> _What is asked_
a. Reproduce word for word the part of the forum thread on studs and cleats starting at "## ballast (Sep" and ending at "tear things up.".
b. Using the forum thread on studs and cleats, decide whether each statement agrees with it: (i) the person who started the thread had trouble getting traction on a muddy shoreline while wearing felt boots; (ii) the ordered cleats were in stock and ready to ship; (iii) the reply warns that the cleats are sharp. Answer yes or no for each and quote the deciding words.
-- begin Document extract --
# studs & cleats



## ballast (Sep 15, 2011)

So I spent most of last Sunday on my back, I could not for the life of me gain traction on the muddy shoreline at the grand with my felt boots. So my question is this, the screw in studs look remarkably like gutter screws that I can get at home depot? I just ordered my dad an electric filet knife for xmas from fish USA then ordered the cleats. I realized the cleats are a back order so I looked at the SIMMs. 30$ for gutter screws?!?!! Has anyone use screws from hoe depot?


----------



## joebertin (Mar 26, 2010)

Don't know about the Home Depot screws, but I bought a set of Korkers last year. You slip them on over your wader boot. What a difference. Amazing product. Takes the "Two Step" out of stream fishing.

Be careful if you get them. The cleats are sharp, easy to get cut or tear things up.


----------



## mdogs444 (Aug 29, 2012)
-- end Document extract --
-- begin Data excerpts --
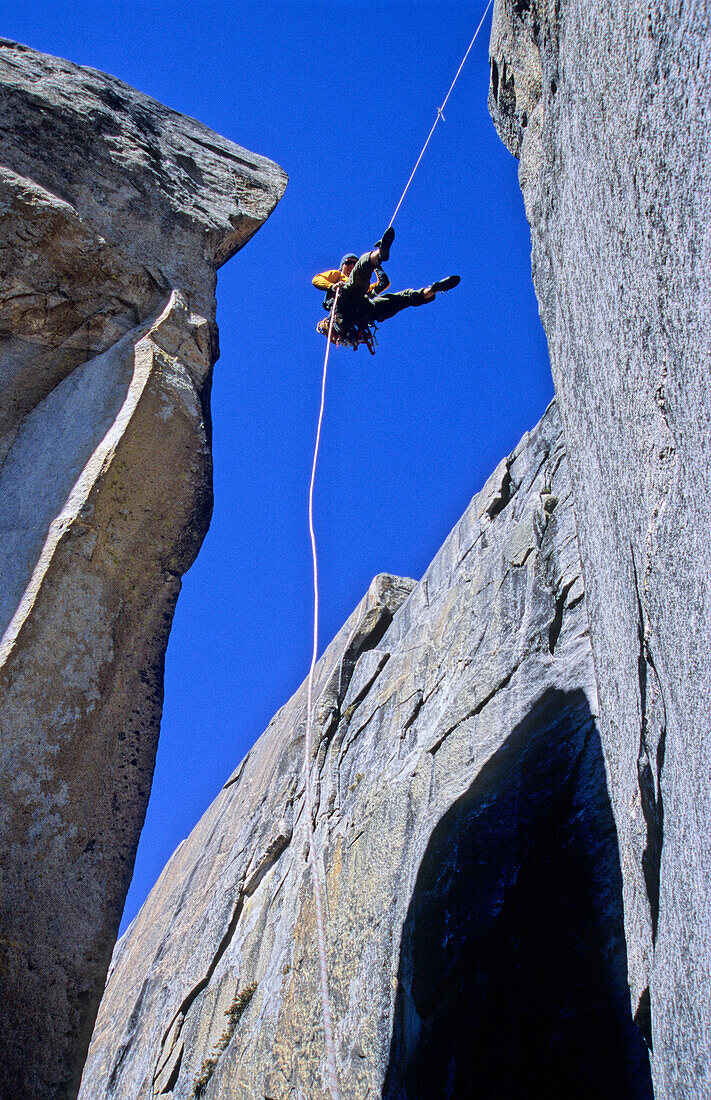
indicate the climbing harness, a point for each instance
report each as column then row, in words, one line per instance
column 352, row 337
column 319, row 887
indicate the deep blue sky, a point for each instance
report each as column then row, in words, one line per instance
column 341, row 95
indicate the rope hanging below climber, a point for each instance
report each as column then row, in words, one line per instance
column 356, row 307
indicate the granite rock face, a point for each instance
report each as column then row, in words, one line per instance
column 115, row 213
column 467, row 838
column 606, row 105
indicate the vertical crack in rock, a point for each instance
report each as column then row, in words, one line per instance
column 175, row 1026
column 556, row 626
column 649, row 779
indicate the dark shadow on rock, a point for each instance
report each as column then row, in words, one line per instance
column 513, row 977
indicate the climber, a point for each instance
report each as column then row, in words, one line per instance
column 362, row 304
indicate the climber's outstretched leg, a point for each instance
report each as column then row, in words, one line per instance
column 386, row 305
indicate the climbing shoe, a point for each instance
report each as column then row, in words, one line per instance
column 389, row 237
column 446, row 284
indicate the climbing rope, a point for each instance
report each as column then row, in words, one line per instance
column 319, row 889
column 439, row 112
column 316, row 870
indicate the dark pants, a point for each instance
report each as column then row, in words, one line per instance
column 354, row 306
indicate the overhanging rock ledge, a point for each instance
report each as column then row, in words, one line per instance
column 115, row 213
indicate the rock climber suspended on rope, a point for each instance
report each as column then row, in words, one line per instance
column 362, row 304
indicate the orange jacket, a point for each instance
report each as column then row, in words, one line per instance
column 325, row 281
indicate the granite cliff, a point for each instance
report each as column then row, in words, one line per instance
column 115, row 215
column 513, row 754
column 606, row 105
column 468, row 844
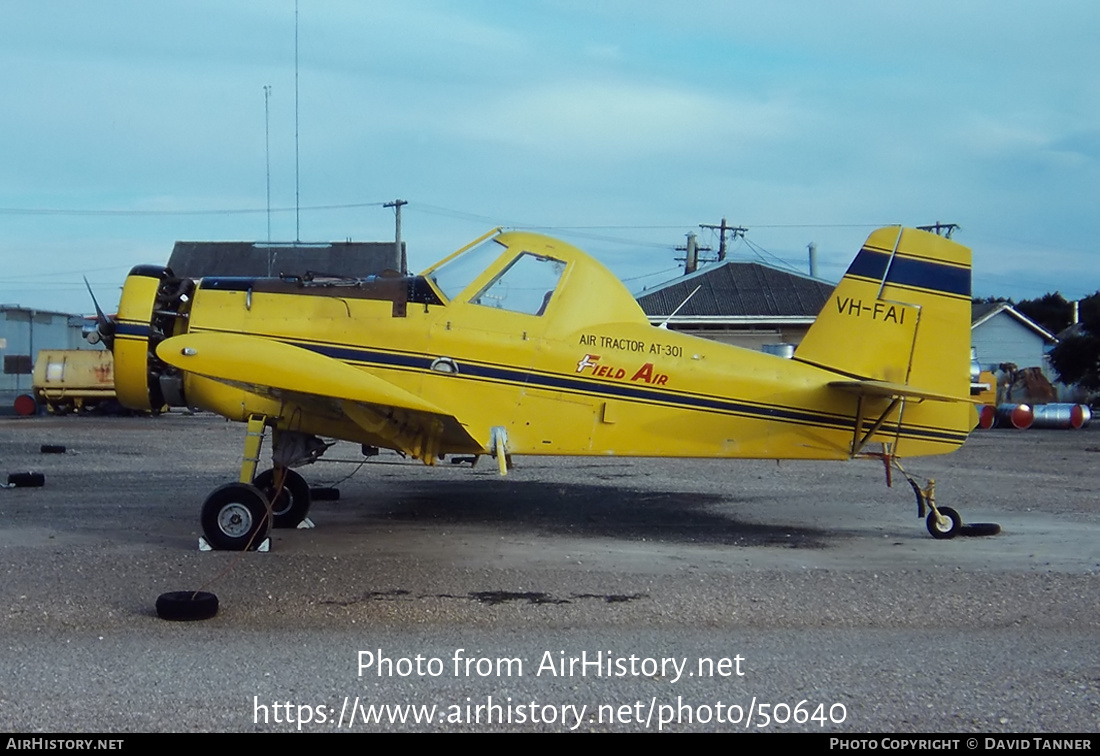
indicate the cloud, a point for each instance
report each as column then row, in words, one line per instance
column 617, row 121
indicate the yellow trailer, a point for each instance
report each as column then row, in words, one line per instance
column 74, row 380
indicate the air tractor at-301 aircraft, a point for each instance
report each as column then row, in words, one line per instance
column 519, row 343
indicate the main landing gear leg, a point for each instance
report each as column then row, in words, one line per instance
column 237, row 516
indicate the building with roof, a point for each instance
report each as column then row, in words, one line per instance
column 1000, row 333
column 746, row 304
column 23, row 333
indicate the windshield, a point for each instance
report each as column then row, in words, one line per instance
column 526, row 285
column 453, row 276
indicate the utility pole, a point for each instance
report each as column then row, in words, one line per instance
column 691, row 262
column 723, row 229
column 397, row 204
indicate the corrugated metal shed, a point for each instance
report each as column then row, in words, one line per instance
column 23, row 332
column 747, row 304
column 736, row 292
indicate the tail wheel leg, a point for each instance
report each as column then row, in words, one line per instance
column 288, row 492
column 943, row 522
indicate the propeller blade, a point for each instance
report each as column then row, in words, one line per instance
column 105, row 327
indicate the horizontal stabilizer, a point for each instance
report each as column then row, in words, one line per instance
column 887, row 390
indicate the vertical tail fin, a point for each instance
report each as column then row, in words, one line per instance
column 901, row 314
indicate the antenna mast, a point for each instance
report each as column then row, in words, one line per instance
column 297, row 203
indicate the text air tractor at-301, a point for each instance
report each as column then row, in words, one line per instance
column 523, row 344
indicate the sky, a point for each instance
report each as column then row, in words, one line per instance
column 619, row 125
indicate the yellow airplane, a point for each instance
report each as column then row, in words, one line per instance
column 519, row 343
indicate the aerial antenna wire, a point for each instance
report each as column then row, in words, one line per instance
column 297, row 215
column 267, row 152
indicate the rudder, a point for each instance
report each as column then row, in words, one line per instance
column 901, row 314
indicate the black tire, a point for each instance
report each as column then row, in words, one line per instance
column 948, row 530
column 293, row 503
column 975, row 529
column 186, row 605
column 235, row 517
column 26, row 480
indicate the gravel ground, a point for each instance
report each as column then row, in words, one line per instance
column 814, row 581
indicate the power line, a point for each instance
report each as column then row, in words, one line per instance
column 221, row 211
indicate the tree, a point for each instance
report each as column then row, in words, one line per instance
column 1077, row 357
column 1052, row 311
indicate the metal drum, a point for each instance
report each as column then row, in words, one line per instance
column 1014, row 416
column 1062, row 416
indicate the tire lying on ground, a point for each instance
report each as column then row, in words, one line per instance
column 26, row 480
column 980, row 529
column 186, row 605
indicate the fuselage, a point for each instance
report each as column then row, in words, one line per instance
column 561, row 357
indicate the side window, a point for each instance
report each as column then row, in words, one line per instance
column 524, row 286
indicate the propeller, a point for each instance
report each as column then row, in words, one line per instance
column 105, row 327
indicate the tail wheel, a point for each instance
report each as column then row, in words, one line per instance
column 235, row 517
column 946, row 525
column 292, row 505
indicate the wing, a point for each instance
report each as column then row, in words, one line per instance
column 321, row 384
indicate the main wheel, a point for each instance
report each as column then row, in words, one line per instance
column 948, row 528
column 234, row 517
column 292, row 505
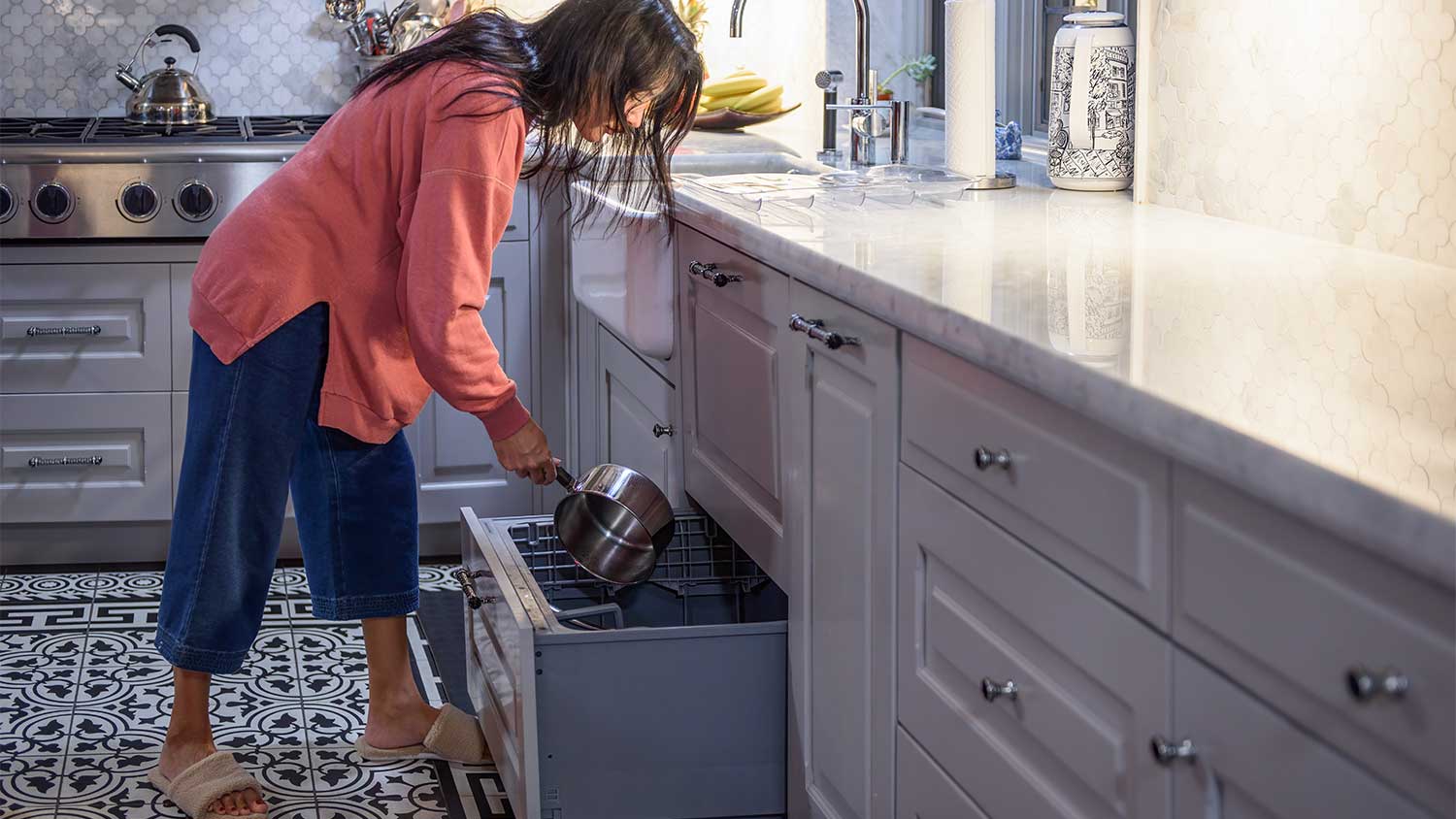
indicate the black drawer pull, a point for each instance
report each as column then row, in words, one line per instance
column 84, row 331
column 710, row 273
column 89, row 461
column 814, row 329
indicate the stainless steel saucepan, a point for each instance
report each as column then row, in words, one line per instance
column 614, row 522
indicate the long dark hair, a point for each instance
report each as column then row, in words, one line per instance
column 584, row 58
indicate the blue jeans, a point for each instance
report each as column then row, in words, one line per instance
column 252, row 434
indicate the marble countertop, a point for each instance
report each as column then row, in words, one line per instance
column 1309, row 375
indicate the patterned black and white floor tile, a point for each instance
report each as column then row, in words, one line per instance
column 84, row 700
column 124, row 585
column 436, row 577
column 15, row 588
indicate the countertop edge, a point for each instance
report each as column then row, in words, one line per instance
column 1348, row 509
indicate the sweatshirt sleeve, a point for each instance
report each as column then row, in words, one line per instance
column 469, row 169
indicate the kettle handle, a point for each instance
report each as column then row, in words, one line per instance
column 181, row 31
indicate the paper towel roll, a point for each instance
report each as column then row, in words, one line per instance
column 970, row 86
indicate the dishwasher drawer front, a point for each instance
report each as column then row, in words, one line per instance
column 501, row 665
column 673, row 723
column 649, row 720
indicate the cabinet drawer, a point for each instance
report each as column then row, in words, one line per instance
column 1290, row 611
column 978, row 609
column 1252, row 764
column 923, row 790
column 731, row 367
column 637, row 417
column 681, row 681
column 84, row 328
column 86, row 457
column 1083, row 496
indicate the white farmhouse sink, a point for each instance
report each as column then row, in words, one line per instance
column 622, row 258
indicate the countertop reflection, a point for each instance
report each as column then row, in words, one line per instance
column 1341, row 357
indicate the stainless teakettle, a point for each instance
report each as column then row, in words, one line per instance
column 166, row 96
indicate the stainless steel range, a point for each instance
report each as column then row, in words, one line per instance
column 105, row 178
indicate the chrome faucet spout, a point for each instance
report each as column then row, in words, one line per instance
column 862, row 89
column 862, row 139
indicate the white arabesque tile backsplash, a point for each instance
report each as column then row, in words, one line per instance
column 258, row 55
column 1333, row 119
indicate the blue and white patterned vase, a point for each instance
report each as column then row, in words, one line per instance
column 1091, row 119
column 1008, row 139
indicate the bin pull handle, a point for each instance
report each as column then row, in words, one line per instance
column 466, row 580
column 576, row 614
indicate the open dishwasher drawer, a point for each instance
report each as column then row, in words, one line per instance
column 661, row 700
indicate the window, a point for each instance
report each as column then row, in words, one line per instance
column 1025, row 31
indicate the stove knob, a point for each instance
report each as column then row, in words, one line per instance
column 139, row 201
column 52, row 203
column 195, row 201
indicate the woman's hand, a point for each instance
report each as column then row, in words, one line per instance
column 527, row 454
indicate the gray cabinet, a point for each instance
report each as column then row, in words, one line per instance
column 181, row 326
column 1079, row 493
column 637, row 417
column 841, row 484
column 730, row 346
column 86, row 457
column 923, row 790
column 84, row 328
column 1252, row 764
column 453, row 454
column 1292, row 611
column 1033, row 691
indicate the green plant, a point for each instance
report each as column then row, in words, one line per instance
column 920, row 69
column 693, row 14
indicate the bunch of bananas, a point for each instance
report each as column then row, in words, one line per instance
column 742, row 90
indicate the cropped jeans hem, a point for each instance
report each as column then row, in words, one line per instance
column 191, row 658
column 361, row 606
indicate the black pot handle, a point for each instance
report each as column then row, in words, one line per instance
column 565, row 478
column 181, row 31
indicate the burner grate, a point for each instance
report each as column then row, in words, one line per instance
column 15, row 130
column 282, row 128
column 116, row 130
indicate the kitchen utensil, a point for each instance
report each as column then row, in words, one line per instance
column 379, row 35
column 613, row 522
column 166, row 96
column 730, row 119
column 344, row 11
column 405, row 9
column 414, row 29
column 1091, row 121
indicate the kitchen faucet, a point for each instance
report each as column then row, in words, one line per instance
column 862, row 136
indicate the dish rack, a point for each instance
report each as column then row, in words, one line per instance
column 701, row 577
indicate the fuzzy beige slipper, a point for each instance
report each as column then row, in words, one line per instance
column 206, row 781
column 454, row 737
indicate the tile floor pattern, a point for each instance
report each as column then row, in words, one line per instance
column 84, row 699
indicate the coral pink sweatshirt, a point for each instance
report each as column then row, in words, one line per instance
column 389, row 215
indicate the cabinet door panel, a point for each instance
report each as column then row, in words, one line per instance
column 1254, row 764
column 84, row 328
column 453, row 454
column 730, row 383
column 637, row 405
column 841, row 484
column 86, row 457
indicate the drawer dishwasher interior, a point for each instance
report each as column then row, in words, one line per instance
column 661, row 700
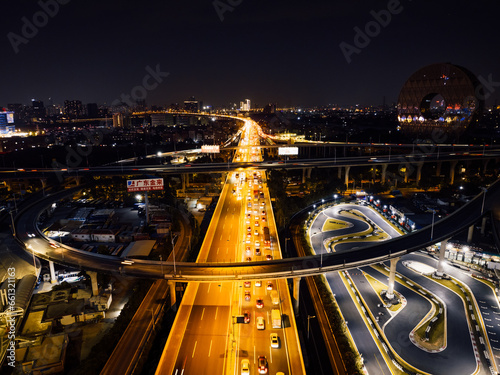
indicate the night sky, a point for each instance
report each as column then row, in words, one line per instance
column 269, row 51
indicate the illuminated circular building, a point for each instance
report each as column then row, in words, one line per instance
column 444, row 96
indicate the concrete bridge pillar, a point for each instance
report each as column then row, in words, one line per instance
column 53, row 278
column 442, row 249
column 296, row 289
column 453, row 164
column 93, row 279
column 392, row 277
column 419, row 171
column 384, row 171
column 173, row 297
column 438, row 169
column 346, row 179
column 470, row 233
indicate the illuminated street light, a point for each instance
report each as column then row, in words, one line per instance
column 432, row 225
column 309, row 317
column 484, row 197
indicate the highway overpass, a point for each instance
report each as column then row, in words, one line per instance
column 283, row 268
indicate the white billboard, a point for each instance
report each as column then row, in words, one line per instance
column 288, row 151
column 145, row 184
column 208, row 149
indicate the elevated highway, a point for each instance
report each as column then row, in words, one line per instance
column 283, row 268
column 410, row 159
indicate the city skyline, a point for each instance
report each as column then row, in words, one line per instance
column 292, row 54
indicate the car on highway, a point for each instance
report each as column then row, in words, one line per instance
column 261, row 323
column 245, row 367
column 262, row 365
column 275, row 342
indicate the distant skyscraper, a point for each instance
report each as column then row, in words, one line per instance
column 37, row 107
column 118, row 120
column 443, row 96
column 245, row 105
column 18, row 109
column 73, row 108
column 6, row 122
column 192, row 105
column 140, row 105
column 92, row 110
column 270, row 108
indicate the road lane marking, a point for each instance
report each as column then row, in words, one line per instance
column 194, row 349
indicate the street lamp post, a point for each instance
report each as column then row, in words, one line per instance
column 308, row 318
column 173, row 248
column 33, row 252
column 286, row 243
column 13, row 227
column 432, row 225
column 484, row 197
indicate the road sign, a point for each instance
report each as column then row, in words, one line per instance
column 145, row 184
column 210, row 149
column 288, row 150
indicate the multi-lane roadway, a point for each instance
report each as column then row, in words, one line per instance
column 208, row 336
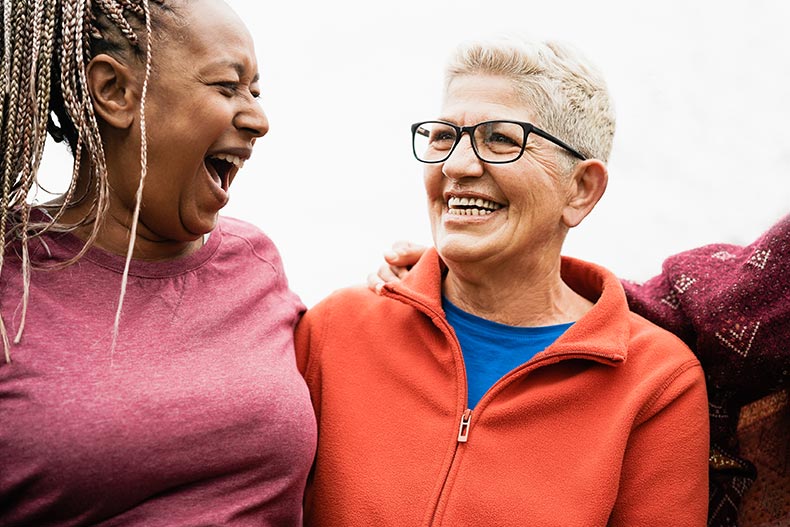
-- end Data excerpts --
> _Task-by-task results_
a.
## ballast (Sep 15, 2011)

So I spent most of last Sunday on my back, I could not for the life of me gain traction on the muddy shoreline at the grand with my felt boots. So my question is this, the screw in studs look remarkably like gutter screws that I can get at home depot? I just ordered my dad an electric filet knife for xmas from fish USA then ordered the cleats. I realized the cleats are a back order so I looked at the SIMMs. 30$ for gutter screws?!?!! Has anyone use screws from hoe depot?


----------



## joebertin (Mar 26, 2010)

Don't know about the Home Depot screws, but I bought a set of Korkers last year. You slip them on over your wader boot. What a difference. Amazing product. Takes the "Two Step" out of stream fishing.

Be careful if you get them. The cleats are sharp, easy to get cut or tear things up.

b.
(i) Yes: "I could not for the life of me gain traction on the muddy shoreline at the grand with my felt boots."
(ii) No: "I realized the cleats are a back order"
(iii) Yes: "The cleats are sharp, easy to get cut or tear things up."